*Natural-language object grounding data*
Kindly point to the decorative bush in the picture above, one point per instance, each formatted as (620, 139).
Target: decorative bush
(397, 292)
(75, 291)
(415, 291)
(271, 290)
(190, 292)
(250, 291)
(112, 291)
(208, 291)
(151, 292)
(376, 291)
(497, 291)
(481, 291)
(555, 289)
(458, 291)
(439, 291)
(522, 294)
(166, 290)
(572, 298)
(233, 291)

*Work request*
Write out the data above once more, exactly as it reads.

*Result below*
Kindly point to the decorative bush in the picture above, one point per instance, each formatted as (620, 139).
Target: decorative bush
(397, 292)
(75, 291)
(415, 291)
(271, 290)
(190, 292)
(250, 291)
(112, 291)
(208, 291)
(151, 292)
(376, 291)
(497, 291)
(481, 291)
(555, 289)
(458, 291)
(439, 291)
(522, 294)
(166, 290)
(572, 298)
(233, 291)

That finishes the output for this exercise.